-- Task statement --
In the essay below about fear, retype word for word the part that begins with the words "The tongue scene" and ends with "that date-night movie.".

-- Document section --
Fear comes in all shapes and horrors

I miss being scared. I miss that adrenaline surge I used to get watching scary movies, especially during Halloween.
The tongue scene in “Nightmare on Elm Street,” while campy, elicited a genuine and embarrassing yelp that decimated any pretense of machismo I had at that date-night movie.

When twins appeared at the end of a long narrow hallway in “The Shining” I watched the rest of the movie through spread fingers beneath a blanket. (Even today I can’t make my way down a long hotel hallway without being a little creeped out.)

But over the years reason takes over and the movies that use to give me chills now just make me pshaw (well, except for “The Shining”) for how improbable and unrealistic they are. Fear just isn’t what it used to be.

Now, as an adult, it’s no longer heart pounding so much as it is gut wrenching and mind wracking.

When the cell phone buzzes and vibrates across the nightstand at 2:31 a.m. my first thought isn’t that it might be a demon calling to capture my soul. The moment just before I pick up the cell is filled with an agonizing series of images involving police, doctors and coroners calling to tell me that a loved one is in the hospital or dead.

When I’m at my mother’s home and she walks into the living room from the kitchen and she can’t find her glasses or car keys I don’t wonder if a malevolent spirit is at work, taking items from their assigned places and stashing them in the Great Beyond, I fret and wonder if her simple forgetfulness is a symptom of Alzheimer’s disease. Is she showing signs of slow degradation? Am I going there too?

Walking my dog along a dimly lit street at 10:30 p.m. doesn’t fill me with the dread of being chased by a masked axe murderer. Instead my fear originates in the headlamps half a block away coming toward me. Is the driver drunk, will he plow into cars and send one crashing on top of my head? Is he sending a text and too distracted to see me crossing the street? Will it be some punk kid who has a gun and shoots at the person who is in the wrong place at the wrong time?

The same voice that tells me a demon escaping from hell to reclaim my soul is not only improbable but impossible is the same voice that tells me the odds are in my favor when crossing the street and walking the dog.

It’s the same voice that says while Alzheimer’s (and myriad other diseases) are real possibilities there are scores of smart people working on treatments and cures every day.

But still the anxiety of those real life fears lingers and while the rationale voice tells me things will work out fine, it also whispers, “But man, wouldn’t it be nice if all our fears were make believe like in the movies?”

-- Supplied records --

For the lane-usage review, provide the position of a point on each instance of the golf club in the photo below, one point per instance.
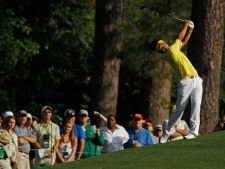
(143, 7)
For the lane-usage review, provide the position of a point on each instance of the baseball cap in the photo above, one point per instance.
(29, 115)
(7, 114)
(22, 112)
(83, 112)
(34, 118)
(137, 116)
(46, 108)
(69, 112)
(158, 127)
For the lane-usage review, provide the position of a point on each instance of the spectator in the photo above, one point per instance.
(158, 131)
(97, 114)
(138, 135)
(34, 121)
(94, 138)
(222, 123)
(29, 125)
(9, 141)
(68, 144)
(181, 131)
(48, 137)
(114, 135)
(29, 121)
(69, 115)
(25, 137)
(0, 122)
(148, 126)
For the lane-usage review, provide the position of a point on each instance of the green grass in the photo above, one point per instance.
(204, 152)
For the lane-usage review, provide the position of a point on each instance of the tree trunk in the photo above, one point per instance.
(205, 52)
(106, 64)
(160, 92)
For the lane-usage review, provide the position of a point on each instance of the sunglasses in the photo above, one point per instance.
(83, 115)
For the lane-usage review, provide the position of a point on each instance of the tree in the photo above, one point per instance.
(205, 52)
(107, 39)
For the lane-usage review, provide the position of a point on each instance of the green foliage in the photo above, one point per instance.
(46, 50)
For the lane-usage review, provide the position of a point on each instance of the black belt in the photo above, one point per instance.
(24, 152)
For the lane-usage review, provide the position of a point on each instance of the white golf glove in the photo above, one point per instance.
(191, 24)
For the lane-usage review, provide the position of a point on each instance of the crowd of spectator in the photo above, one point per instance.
(27, 142)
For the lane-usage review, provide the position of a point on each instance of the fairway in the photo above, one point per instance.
(204, 152)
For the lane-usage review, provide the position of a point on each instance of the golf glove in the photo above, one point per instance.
(191, 25)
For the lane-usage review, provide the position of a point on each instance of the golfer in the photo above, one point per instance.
(189, 85)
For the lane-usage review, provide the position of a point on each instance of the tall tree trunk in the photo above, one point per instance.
(106, 64)
(205, 52)
(160, 92)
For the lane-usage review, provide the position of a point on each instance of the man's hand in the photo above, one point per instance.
(191, 25)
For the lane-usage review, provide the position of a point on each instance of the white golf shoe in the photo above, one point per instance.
(164, 137)
(190, 136)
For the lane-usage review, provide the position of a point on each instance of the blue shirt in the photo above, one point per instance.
(143, 137)
(23, 132)
(78, 132)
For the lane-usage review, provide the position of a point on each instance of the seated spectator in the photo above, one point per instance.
(48, 136)
(158, 131)
(9, 142)
(138, 135)
(25, 137)
(148, 126)
(94, 138)
(67, 144)
(222, 123)
(181, 131)
(114, 135)
(69, 115)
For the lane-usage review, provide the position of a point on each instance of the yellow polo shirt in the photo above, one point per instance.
(179, 62)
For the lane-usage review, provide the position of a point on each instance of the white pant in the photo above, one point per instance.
(187, 88)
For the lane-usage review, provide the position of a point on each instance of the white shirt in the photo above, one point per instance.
(65, 147)
(114, 140)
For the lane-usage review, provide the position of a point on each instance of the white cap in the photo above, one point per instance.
(46, 108)
(7, 113)
(29, 115)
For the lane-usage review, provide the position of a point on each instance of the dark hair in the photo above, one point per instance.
(6, 120)
(153, 44)
(111, 115)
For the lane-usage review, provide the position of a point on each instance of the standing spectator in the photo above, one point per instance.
(34, 121)
(68, 144)
(0, 122)
(158, 131)
(25, 137)
(148, 126)
(222, 123)
(114, 135)
(29, 125)
(69, 115)
(138, 135)
(8, 142)
(94, 139)
(48, 136)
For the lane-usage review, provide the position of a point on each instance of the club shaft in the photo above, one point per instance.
(143, 7)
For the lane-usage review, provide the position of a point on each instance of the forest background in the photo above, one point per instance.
(95, 55)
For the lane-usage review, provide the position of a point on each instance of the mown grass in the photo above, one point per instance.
(204, 152)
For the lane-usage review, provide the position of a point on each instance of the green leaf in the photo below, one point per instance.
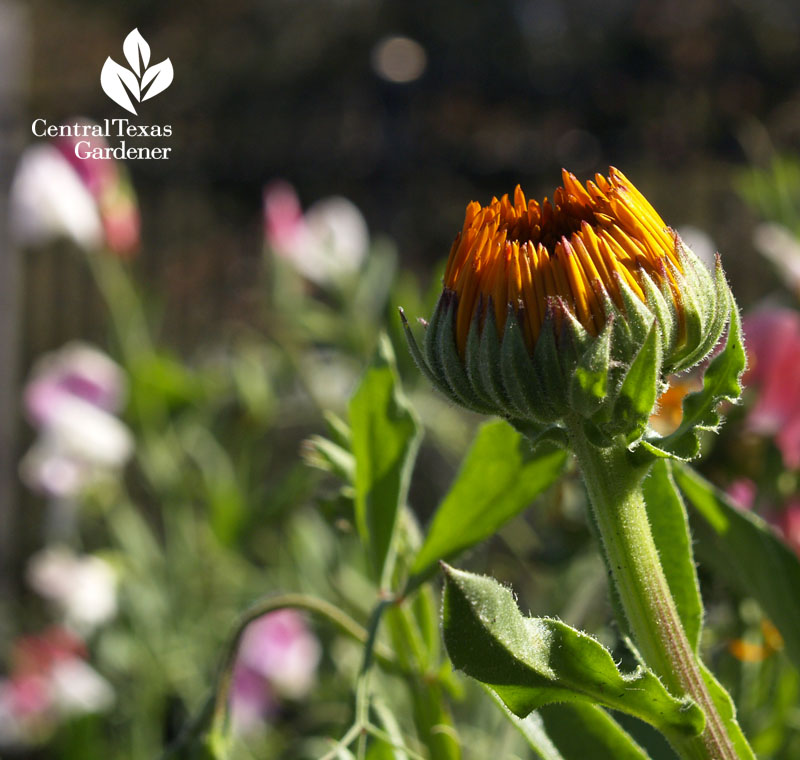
(531, 662)
(721, 382)
(670, 526)
(743, 548)
(323, 454)
(583, 731)
(498, 479)
(574, 731)
(385, 438)
(589, 384)
(638, 393)
(667, 514)
(727, 711)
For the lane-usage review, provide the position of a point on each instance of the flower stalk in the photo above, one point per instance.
(618, 508)
(566, 318)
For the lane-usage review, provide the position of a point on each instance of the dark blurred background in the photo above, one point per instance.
(678, 94)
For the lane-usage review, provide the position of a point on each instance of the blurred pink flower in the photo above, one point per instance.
(49, 681)
(82, 586)
(108, 182)
(773, 347)
(77, 370)
(70, 399)
(48, 201)
(788, 523)
(90, 201)
(326, 243)
(278, 657)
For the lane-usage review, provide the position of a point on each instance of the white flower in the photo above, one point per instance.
(81, 443)
(49, 201)
(76, 370)
(84, 587)
(327, 243)
(78, 688)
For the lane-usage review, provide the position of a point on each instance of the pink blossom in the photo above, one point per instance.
(49, 681)
(278, 657)
(773, 345)
(70, 399)
(788, 523)
(77, 370)
(108, 182)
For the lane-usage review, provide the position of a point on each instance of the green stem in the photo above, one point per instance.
(615, 493)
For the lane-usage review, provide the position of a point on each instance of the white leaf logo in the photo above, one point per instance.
(141, 81)
(161, 77)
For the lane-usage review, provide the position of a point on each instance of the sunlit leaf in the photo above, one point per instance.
(499, 478)
(667, 515)
(743, 549)
(385, 438)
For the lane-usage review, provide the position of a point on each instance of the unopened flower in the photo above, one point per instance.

-- Written answer --
The tongue scene in “Nightmare on Elm Street,” while campy, elicited a genuine and embarrassing yelp that decimated any pretense of machismo I had at that date-night movie.